(Source: Pax Christi)
The Church is celebrating the fifth anniversary of Laudato Si’: On care for our common home, the powerful and beautifully crafted encyclical which calls us to a new understanding of all of the connections woven into creation.
In this time of crisis, it is clear that nonviolence is a crucial pillar in the foundation of the more just and sustainable post-pandemic world to which Laudato Si’ leads us.
We invite you to sign this message to Pope Francis expressing our gratitude for his leadership during this time of crisis and our support for the teachings of Laudato Si’.
For more information and to find this appeal in French, Spanish, Italian, German, and Japanese please visit the Catholic Nonviolence Initiative website.
Full text of the appeal to Pope Francis: The path of nonviolence toward a Laudato Si’ future
(Source: Catholic Nonviolence Initiative)
The coronavirus has laid bare the deep roots of racism and cultural violence, economic injustice, wars “fought piecemeal,” climate change and environmental destruction that are facing the human community and our planet.
Response to the pandemic requires a fundamental shift from the “unjust normal” of systemic and structural violence across the globe, from systems that destroy, dehumanize and diminish, to a culture of solidarity that seeks the fullness of life for all.
Active nonviolence – a spirituality, a way of life and a program of societal action – is key to this global shift; to the roadmap laid out in “Journeying for the Care of Our Common Home”; and to the future envisioned in Laudato Si’.
++++++++++
YOUR GOAL:
In the text on Laudato Si’ and nonviolence, quote everything from "The coronavirus has" down to "in Laudato Si’.".

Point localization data
++++++++++
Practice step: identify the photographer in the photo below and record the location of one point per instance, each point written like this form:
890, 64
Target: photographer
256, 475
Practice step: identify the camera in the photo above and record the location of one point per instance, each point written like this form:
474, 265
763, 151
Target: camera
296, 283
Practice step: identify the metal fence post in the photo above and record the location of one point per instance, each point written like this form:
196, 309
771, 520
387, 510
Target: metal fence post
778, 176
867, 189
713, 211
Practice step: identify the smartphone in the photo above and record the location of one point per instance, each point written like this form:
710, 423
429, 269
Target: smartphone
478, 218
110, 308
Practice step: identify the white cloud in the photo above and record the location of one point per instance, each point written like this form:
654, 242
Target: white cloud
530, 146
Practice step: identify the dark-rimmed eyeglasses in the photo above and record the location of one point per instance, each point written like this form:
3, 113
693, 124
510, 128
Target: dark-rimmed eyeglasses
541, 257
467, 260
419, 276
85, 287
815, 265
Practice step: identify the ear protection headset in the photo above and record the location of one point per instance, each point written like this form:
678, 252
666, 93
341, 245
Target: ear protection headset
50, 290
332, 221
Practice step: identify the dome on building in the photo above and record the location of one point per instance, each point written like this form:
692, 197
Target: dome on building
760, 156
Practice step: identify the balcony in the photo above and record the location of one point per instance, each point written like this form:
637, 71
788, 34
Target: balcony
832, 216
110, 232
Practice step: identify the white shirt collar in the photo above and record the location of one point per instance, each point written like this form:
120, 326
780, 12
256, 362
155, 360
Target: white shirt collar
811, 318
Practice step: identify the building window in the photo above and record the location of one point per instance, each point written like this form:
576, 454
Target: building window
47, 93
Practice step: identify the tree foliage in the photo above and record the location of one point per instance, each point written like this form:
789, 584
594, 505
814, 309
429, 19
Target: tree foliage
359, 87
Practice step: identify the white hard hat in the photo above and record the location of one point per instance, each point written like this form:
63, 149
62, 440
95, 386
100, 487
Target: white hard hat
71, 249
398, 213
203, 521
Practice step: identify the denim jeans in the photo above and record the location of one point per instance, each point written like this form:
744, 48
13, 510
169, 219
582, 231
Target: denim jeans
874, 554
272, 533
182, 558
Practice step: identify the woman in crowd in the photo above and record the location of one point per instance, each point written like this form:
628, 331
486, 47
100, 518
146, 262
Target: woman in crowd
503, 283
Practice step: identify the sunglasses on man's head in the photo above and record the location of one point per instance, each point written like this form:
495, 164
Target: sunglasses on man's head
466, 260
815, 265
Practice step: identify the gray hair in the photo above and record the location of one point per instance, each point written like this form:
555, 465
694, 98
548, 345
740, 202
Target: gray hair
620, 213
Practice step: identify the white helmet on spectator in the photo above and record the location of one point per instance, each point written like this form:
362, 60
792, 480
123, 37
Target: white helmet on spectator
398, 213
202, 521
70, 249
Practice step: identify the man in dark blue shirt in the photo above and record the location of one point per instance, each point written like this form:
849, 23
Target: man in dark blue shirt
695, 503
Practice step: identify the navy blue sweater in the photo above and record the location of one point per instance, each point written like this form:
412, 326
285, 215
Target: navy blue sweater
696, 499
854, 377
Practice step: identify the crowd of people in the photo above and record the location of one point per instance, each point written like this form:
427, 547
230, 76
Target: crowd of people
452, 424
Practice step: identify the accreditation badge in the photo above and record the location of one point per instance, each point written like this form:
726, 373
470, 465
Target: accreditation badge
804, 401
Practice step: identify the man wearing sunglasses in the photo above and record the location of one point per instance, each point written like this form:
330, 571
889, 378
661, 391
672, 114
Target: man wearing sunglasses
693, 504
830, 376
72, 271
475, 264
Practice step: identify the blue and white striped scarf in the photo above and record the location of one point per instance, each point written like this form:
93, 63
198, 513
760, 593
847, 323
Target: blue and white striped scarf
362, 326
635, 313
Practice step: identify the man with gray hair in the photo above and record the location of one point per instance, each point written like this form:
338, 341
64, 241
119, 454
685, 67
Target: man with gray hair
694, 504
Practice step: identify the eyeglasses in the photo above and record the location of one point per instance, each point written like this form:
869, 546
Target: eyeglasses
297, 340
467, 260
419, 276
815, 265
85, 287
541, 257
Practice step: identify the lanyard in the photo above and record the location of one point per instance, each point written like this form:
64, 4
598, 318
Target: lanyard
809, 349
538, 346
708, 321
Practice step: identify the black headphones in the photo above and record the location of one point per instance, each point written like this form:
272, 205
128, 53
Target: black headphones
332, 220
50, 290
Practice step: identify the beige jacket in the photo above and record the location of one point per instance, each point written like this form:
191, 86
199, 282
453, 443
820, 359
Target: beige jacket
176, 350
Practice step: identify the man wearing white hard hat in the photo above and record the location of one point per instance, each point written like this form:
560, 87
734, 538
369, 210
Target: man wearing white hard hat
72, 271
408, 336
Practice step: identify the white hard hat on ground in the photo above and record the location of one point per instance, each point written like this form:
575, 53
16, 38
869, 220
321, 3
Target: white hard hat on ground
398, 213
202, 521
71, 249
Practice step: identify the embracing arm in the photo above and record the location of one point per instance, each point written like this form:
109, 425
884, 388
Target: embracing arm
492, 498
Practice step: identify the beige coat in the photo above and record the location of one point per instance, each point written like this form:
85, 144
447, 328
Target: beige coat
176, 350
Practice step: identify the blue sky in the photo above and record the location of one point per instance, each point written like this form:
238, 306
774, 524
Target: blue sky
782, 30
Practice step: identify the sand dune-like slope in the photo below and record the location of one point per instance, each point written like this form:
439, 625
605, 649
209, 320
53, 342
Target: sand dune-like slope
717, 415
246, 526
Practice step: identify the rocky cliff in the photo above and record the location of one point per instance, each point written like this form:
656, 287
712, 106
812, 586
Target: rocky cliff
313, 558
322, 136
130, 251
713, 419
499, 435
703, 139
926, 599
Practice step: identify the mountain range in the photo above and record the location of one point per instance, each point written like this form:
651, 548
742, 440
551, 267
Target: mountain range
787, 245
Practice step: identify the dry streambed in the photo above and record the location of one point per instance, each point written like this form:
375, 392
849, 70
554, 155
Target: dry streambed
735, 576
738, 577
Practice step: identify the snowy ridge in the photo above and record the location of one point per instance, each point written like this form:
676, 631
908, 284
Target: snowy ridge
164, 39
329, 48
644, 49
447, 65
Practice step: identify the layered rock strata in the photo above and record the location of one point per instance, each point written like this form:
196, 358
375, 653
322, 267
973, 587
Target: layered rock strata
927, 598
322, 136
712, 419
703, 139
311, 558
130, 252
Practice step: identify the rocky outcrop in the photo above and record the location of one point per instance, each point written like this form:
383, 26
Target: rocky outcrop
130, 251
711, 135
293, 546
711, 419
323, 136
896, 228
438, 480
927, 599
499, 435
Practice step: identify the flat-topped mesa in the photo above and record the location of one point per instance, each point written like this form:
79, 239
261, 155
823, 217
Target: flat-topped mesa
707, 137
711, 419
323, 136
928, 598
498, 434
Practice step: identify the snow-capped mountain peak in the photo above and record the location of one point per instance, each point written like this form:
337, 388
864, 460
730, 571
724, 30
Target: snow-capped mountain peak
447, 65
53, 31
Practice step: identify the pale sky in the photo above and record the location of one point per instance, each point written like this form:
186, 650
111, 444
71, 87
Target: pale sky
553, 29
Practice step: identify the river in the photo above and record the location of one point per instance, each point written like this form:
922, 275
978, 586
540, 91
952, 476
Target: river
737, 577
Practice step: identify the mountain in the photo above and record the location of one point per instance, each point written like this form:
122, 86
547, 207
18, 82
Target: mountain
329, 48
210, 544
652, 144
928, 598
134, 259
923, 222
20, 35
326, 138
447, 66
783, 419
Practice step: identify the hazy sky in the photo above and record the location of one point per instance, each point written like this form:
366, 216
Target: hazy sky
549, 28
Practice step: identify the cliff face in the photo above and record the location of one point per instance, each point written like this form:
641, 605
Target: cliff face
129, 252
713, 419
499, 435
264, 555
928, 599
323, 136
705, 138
++++++++++
OUTPUT OF THE EXERCISE:
The coronavirus has laid bare the deep roots of racism and cultural violence, economic injustice, wars “fought piecemeal,” climate change and environmental destruction that are facing the human community and our planet.
Response to the pandemic requires a fundamental shift from the “unjust normal” of systemic and structural violence across the globe, from systems that destroy, dehumanize and diminish, to a culture of solidarity that seeks the fullness of life for all.
Active nonviolence – a spirituality, a way of life and a program of societal action – is key to this global shift; to the roadmap laid out in “Journeying for the Care of Our Common Home”; and to the future envisioned in Laudato Si’.